** Extracted entries follows **
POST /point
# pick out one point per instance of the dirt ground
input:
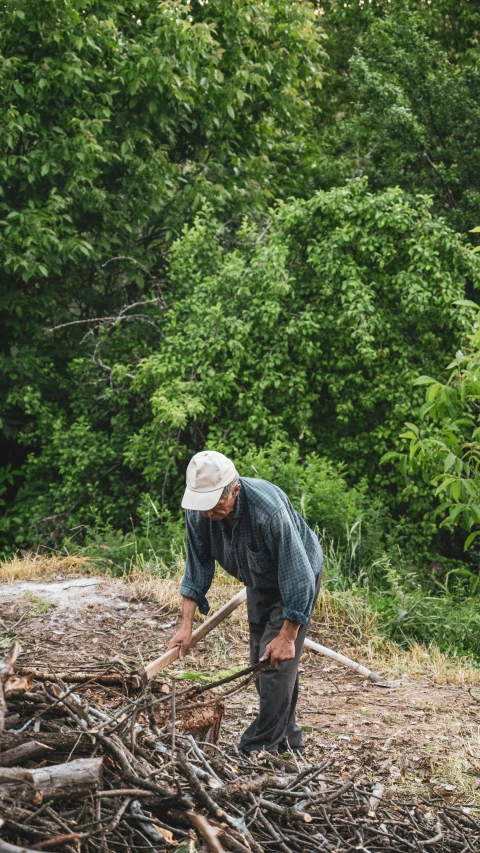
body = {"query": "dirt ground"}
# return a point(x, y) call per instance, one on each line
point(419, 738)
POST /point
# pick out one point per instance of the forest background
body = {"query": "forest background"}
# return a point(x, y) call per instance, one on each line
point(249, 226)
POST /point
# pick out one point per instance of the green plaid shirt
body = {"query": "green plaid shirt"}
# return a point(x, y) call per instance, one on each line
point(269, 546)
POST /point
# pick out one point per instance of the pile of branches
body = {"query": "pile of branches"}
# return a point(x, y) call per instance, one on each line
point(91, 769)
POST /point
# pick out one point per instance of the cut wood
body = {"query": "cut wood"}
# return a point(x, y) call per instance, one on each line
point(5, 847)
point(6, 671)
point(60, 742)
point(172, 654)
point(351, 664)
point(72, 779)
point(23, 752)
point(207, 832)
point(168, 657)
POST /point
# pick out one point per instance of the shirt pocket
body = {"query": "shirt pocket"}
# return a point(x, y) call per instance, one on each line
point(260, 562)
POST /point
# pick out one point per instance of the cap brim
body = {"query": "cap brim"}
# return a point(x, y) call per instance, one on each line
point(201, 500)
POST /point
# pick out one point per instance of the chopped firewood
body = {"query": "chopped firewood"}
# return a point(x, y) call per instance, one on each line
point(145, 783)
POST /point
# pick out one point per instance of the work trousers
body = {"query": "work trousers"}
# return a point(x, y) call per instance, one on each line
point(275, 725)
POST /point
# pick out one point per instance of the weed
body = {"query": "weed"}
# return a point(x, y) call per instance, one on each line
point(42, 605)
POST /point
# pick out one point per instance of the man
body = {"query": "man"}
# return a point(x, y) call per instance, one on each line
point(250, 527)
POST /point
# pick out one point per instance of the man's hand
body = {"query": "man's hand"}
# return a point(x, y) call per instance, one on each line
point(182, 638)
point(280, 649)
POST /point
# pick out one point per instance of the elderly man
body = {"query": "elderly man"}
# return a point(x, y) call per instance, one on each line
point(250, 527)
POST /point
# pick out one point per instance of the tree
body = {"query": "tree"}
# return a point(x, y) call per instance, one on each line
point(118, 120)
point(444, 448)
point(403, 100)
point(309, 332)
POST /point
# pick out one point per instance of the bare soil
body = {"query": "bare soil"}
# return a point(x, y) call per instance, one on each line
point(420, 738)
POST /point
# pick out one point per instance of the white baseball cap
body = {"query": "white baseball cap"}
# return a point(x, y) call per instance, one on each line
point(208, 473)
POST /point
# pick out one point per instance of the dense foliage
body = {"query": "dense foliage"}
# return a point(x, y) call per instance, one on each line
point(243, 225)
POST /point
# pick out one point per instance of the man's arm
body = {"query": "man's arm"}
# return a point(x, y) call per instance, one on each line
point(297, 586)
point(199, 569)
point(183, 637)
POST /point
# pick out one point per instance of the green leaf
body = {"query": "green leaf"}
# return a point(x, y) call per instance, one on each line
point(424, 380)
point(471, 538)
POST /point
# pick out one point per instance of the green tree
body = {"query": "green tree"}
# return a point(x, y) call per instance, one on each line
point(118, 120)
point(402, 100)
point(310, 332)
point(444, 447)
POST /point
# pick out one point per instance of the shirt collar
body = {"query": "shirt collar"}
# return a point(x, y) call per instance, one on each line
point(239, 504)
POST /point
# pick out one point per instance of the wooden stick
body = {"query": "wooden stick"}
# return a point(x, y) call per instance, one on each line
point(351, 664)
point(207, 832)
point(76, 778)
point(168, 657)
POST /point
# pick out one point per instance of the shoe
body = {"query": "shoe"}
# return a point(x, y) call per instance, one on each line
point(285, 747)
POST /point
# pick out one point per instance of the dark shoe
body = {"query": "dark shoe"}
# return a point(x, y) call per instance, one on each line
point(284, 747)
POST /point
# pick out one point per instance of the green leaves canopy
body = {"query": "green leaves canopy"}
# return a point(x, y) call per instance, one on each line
** End of Extracted entries **
The data above must be written out again without alteration, and the pictures in them must be excluded.

Answer to this task:
POST /point
# pick out one point per instance of the dirt ground
input:
body = {"query": "dirt ground"}
# return a point(x, y) call per instance, one on each line
point(419, 738)
POST /point
# pick out one point per instance of the forest background
body = {"query": "forest background"}
# return a point(x, y) call per instance, one on each line
point(249, 226)
POST /point
# pick out one point per instance of the green plaid shirt
body = {"query": "green plaid shirt"}
# return a point(x, y) call per instance, one on each line
point(269, 546)
POST /point
# pick out one point per instance of the pile of branches
body = {"query": "pile of branches"}
# return a point(x, y) call per instance, one on each line
point(91, 769)
POST /point
# pick out one point per instance of the cut wood
body = {"query": "cut wood"}
# return a point(x, y) call per instance, one on each line
point(5, 847)
point(6, 671)
point(60, 742)
point(172, 654)
point(351, 664)
point(72, 779)
point(23, 752)
point(207, 832)
point(168, 657)
POST /point
# pick out one point per instance of the shirt pocket
body = {"query": "shirt pocket"}
# return a point(x, y) call per instance, one on each line
point(260, 562)
POST /point
# pick out one point per instance of the cap brim
body = {"query": "cap brim"}
# return a point(x, y) call per instance, one on each line
point(201, 500)
POST /point
# pick out one point per instance of the chopped firewood
body = {"query": "chopped firewood"}
# return a point(x, y) call per instance, one on each line
point(145, 783)
POST /point
# pick out one point per instance of the work trousers
body = {"query": "work trousers"}
# return a point(x, y) call per instance, one on each line
point(275, 725)
POST /point
# pick out one point per instance of the weed
body = {"query": "weed"}
# return a point(x, y) call per instance, one on each line
point(42, 605)
POST /point
# pick out one point per instance of the man
body = {"query": "man"}
# return a point(x, y) call per instance, one on each line
point(250, 527)
POST /point
# pick out one point per instance of the man's hand
body = {"query": "man's hand"}
# return a point(x, y) call per instance, one on each line
point(182, 638)
point(280, 649)
POST /point
# pick out one point per instance of the elderly man
body = {"query": "elderly man"}
# return a point(x, y) call per instance, one on each line
point(250, 527)
POST /point
# pick out one point per instance of the tree
body = {"query": "tree"}
# return a point(x, y) call per instance, one on each line
point(118, 120)
point(444, 448)
point(403, 100)
point(309, 332)
POST /point
# pick out one point per instance of the bare soil
body = {"query": "bare soil"}
# return a point(x, y) call per instance, one on each line
point(420, 738)
POST /point
# pick out one point per instance of the white baseball cap
body = {"query": "white baseball cap"}
# return a point(x, y) call per instance, one on each line
point(208, 473)
POST /point
# pick out one point per instance of the dense foliage
body = {"query": "dense foliage"}
# return a point(x, y) call per instance, one on each line
point(243, 225)
POST /point
# pick out one point per instance of the man's arm
body = {"query": "man's arm"}
# return a point(x, y) call per instance, one on each line
point(297, 586)
point(199, 569)
point(183, 637)
POST /point
# pick out one point per instance of the green leaf
body = {"query": "green leaf"}
# return a point(x, y) call per instance, one on each line
point(424, 380)
point(471, 538)
POST /point
# pick out one point per instance of the green tree
body = {"query": "green tree"}
# return a point(x, y) call per instance, one on each line
point(118, 120)
point(402, 100)
point(310, 332)
point(444, 447)
POST /point
# pick out one point per instance of the shirt collar
body = {"query": "shirt collar"}
# return a point(x, y) call per instance, one on each line
point(239, 504)
POST /point
# pick out one point per instance of the wooden stick
body = {"query": "wooden stick"}
# return a point(x, y) call per instance, one on each line
point(351, 664)
point(207, 832)
point(76, 778)
point(168, 657)
POST /point
# pick out one point per instance of the shoe
body = {"query": "shoe"}
# return a point(x, y) call per instance, one on each line
point(285, 747)
POST /point
# pick out one point per instance of the dark shoe
body = {"query": "dark shoe"}
# return a point(x, y) call per instance, one on each line
point(284, 747)
POST /point
# pick out one point per instance of the green leaves canopy
body = {"query": "green leaves canopy"}
# return a point(x, y) call per instance, one on each line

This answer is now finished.